Tasks for this exercise:
(a) In the passage on Bubblegum Crisis: Tokyo 2040 below, copy the stretch from "It's difficult to" through "to the future." word for word.
(b) Summarize the passage on Bubblegum Crisis: Tokyo 2040 below in two sentences.

-------- Text

It's difficult to get past the notion that Bubblegum Crisis: Tokyo 2040 sits in an odd place insofar as assessment is concerned. Upon its initial release, the show drew plenty of comparison to the original Bubblegum Crisis OAV – a straight to video work that had, by that time, seen its earlier instalments sneak past a decade in age – that it was reinterpreting, its identity an amalgamation of flashes of the past and a desire to appeal to the future.
And, at the turn of the millennium, this was largely understandable, appropriate even. The original Bubblegum Crisis may serve as but a footnote in the growing catalogue of anime classics, but it was also among the scant few legitimate releases that could be purchased locally in Australia during those hazy days of the VHS. 2040 by comparison, was a modern spin on what felt like a relic; a contemporary product set to do battle with nostalgic memories. It is therefore, a mite disconcerting to think that 2040 has now itself, passed ten years of its (not just yet) mortal coil. At this point, backed by a recent re-release, it's living its own life. A life that is for many people, surely divorced from its own heritage.

----------------
-------- Provided material

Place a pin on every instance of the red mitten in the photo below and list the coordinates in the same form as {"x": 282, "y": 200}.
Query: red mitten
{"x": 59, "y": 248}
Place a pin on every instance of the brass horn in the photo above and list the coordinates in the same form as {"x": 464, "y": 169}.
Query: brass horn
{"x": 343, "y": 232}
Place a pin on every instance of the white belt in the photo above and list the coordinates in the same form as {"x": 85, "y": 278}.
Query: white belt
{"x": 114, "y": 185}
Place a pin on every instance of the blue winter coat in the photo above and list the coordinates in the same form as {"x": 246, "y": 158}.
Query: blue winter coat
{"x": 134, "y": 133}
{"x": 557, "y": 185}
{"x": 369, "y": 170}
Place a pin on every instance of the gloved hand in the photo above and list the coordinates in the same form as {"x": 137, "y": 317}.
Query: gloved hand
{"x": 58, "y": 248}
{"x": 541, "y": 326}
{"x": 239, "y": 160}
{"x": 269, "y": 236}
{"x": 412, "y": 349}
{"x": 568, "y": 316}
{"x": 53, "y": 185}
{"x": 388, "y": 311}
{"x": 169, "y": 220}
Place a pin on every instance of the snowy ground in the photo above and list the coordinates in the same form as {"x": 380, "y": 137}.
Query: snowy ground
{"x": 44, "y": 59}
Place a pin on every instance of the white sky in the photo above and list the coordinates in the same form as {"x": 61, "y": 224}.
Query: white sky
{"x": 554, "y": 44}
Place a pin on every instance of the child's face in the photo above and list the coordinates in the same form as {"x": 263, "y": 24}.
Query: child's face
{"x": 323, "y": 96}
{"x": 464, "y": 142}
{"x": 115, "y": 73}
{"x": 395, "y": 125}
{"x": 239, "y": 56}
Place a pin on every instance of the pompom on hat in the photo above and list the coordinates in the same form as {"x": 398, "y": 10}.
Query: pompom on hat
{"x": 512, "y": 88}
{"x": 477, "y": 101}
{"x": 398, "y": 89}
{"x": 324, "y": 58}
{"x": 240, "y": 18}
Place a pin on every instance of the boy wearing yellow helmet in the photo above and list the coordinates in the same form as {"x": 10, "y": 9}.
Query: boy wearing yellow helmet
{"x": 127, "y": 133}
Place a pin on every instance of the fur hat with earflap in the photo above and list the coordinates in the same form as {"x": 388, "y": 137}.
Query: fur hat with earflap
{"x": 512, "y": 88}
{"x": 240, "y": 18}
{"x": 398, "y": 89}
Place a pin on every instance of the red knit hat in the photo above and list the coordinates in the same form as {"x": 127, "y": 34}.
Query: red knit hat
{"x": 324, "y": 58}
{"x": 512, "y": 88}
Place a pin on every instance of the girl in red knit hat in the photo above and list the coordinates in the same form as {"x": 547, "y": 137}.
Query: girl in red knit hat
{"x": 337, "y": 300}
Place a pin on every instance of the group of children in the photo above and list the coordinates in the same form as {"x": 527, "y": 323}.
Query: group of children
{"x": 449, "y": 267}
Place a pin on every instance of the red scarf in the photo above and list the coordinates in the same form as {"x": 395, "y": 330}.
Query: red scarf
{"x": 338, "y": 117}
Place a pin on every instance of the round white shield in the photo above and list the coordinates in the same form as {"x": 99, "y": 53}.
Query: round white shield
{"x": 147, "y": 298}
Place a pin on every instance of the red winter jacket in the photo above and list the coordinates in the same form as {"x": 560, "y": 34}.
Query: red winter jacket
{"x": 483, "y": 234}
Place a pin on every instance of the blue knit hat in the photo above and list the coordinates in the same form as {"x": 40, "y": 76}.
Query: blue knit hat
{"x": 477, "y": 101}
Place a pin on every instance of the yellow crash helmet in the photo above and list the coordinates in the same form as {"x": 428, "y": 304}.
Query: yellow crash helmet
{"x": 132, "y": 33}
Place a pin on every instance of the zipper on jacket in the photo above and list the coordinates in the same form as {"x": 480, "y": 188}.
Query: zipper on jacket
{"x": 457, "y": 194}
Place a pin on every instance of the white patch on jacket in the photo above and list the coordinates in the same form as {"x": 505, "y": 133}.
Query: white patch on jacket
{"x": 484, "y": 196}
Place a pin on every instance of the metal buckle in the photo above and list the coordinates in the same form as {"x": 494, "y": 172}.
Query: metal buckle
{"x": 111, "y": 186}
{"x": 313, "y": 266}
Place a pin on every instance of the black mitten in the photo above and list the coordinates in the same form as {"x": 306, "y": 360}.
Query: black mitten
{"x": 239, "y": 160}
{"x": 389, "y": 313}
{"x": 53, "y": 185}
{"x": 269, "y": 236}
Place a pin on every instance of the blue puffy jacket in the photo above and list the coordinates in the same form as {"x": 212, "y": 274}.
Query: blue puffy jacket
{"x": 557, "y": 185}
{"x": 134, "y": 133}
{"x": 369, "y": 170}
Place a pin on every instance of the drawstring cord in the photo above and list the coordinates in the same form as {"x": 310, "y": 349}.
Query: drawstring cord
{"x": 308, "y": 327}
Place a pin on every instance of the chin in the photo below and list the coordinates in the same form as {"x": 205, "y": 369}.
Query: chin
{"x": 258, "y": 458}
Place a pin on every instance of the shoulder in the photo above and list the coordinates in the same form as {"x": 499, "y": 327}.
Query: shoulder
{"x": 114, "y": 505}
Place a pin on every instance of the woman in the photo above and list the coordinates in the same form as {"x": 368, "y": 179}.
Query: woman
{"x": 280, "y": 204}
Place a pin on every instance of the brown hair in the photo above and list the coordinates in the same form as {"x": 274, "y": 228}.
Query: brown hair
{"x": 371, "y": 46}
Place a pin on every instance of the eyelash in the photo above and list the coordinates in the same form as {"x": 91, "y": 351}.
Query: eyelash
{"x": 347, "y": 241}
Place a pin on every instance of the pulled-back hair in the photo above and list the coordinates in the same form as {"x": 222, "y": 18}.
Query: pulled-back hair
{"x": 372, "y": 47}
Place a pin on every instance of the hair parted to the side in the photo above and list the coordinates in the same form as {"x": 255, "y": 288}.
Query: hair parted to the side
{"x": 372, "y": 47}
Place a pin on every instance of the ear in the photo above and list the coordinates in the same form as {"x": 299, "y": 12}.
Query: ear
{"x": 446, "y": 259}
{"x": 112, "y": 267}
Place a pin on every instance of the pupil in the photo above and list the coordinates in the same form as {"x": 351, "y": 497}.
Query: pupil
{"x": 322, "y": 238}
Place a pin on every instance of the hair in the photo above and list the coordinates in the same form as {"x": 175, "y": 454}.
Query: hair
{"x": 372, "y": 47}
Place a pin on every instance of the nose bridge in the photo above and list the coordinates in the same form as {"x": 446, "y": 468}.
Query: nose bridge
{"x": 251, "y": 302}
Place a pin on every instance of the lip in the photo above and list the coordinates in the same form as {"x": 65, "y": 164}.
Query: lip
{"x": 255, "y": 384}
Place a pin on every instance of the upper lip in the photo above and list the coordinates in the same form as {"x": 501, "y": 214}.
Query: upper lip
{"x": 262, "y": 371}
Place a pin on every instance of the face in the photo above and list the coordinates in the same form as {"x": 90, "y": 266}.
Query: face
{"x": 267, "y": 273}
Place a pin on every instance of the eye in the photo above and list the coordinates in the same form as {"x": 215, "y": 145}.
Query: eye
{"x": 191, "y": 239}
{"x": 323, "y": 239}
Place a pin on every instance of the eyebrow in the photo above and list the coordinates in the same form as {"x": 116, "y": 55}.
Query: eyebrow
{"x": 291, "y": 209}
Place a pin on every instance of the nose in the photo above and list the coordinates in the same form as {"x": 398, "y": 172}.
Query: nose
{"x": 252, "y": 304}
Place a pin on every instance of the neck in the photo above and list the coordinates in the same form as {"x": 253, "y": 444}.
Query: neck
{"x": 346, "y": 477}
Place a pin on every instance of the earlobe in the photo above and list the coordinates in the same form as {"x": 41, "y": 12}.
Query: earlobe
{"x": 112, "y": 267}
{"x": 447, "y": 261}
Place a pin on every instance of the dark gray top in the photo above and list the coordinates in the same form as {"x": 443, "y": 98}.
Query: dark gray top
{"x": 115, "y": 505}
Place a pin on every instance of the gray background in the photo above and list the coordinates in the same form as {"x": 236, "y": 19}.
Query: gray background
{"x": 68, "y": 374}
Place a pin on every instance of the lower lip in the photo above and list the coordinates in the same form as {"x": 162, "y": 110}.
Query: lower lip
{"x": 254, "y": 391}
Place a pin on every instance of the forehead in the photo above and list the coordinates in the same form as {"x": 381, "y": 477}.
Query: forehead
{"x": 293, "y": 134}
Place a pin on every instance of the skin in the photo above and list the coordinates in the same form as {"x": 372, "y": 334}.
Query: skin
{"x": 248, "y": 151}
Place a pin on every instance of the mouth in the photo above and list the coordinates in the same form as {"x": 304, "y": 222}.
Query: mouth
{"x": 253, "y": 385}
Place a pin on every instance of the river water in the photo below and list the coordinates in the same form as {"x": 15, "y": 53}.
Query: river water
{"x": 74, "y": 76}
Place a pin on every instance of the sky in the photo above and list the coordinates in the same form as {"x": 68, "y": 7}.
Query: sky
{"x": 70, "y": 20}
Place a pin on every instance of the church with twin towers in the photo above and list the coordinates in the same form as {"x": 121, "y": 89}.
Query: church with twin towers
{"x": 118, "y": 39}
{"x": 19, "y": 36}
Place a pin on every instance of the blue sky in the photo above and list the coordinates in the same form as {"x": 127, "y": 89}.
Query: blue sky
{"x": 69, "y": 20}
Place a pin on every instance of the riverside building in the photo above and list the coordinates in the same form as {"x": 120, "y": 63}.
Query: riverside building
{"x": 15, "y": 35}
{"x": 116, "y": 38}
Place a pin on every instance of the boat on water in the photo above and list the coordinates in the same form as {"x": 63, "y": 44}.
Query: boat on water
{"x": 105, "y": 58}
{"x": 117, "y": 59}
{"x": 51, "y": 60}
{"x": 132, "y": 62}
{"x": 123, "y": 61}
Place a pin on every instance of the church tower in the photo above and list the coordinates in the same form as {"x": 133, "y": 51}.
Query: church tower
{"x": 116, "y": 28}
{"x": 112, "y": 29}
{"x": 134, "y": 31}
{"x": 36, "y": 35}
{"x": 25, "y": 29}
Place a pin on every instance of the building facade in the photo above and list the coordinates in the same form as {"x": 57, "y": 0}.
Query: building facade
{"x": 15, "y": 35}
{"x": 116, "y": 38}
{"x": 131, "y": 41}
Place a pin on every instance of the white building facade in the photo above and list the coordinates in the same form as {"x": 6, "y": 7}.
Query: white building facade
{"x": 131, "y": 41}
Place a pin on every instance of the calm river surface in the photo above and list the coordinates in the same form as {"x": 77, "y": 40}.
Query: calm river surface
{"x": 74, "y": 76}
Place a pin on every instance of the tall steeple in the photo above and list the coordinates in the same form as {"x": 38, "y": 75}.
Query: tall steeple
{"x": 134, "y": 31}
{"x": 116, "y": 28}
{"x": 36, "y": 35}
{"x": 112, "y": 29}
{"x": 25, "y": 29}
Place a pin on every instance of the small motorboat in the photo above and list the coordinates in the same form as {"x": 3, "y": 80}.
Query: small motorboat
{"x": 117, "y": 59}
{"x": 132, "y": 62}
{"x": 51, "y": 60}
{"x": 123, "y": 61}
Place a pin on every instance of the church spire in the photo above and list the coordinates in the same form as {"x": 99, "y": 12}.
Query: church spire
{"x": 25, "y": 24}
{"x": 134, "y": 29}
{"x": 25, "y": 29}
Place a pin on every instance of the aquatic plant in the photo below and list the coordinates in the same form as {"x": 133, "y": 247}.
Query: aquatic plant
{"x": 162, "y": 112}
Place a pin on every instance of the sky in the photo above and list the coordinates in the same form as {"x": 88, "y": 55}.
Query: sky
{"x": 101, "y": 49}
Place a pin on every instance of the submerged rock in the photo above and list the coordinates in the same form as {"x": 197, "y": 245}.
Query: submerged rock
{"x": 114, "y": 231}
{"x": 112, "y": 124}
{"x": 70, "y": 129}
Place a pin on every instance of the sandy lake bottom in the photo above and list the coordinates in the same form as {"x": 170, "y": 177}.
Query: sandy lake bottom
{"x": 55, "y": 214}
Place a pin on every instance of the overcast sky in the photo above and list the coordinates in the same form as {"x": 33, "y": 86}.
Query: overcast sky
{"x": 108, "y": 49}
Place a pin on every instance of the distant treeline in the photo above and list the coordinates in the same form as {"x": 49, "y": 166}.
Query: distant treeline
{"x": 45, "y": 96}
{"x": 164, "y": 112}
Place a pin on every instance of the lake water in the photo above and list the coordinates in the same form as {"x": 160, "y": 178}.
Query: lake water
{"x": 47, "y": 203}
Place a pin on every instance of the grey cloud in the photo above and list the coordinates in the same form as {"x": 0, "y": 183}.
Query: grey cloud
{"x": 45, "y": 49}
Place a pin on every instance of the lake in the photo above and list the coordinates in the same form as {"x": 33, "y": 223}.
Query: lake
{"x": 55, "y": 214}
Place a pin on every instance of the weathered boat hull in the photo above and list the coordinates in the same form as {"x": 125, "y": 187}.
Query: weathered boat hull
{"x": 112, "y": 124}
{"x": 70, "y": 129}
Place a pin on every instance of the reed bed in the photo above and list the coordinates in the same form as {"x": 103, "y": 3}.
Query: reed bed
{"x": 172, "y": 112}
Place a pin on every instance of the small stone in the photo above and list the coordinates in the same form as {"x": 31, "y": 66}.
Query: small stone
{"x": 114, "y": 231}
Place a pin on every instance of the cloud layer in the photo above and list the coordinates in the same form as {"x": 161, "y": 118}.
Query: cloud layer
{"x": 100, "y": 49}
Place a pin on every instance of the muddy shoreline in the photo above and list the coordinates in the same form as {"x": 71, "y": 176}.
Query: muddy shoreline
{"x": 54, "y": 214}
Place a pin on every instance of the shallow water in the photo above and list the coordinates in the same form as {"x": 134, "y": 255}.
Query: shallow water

----------------

Solved tasks:
(a)
It's difficult to get past the notion that Bubblegum Crisis: Tokyo 2040 sits in an odd place insofar as assessment is concerned. Upon its initial release, the show drew plenty of comparison to the original Bubblegum Crisis OAV – a straight to video work that had, by that time, seen its earlier instalments sneak past a decade in age – that it was reinterpreting, its identity an amalgamation of flashes of the past and a desire to appeal to the future.

(b) When Bubblegum Crisis: Tokyo 2040 first came out at the turn of the millennium, it drew many comparisons to the original Bubblegum Crisis OAV it reinterpreted. The writer finds this understandable, since the original was one of the few legitimate anime releases sold in Australia in the VHS era, but notes that 2040 has now passed ten years and, backed by a recent re-release, lives its own life, one that for many people is likely divorced from its heritage.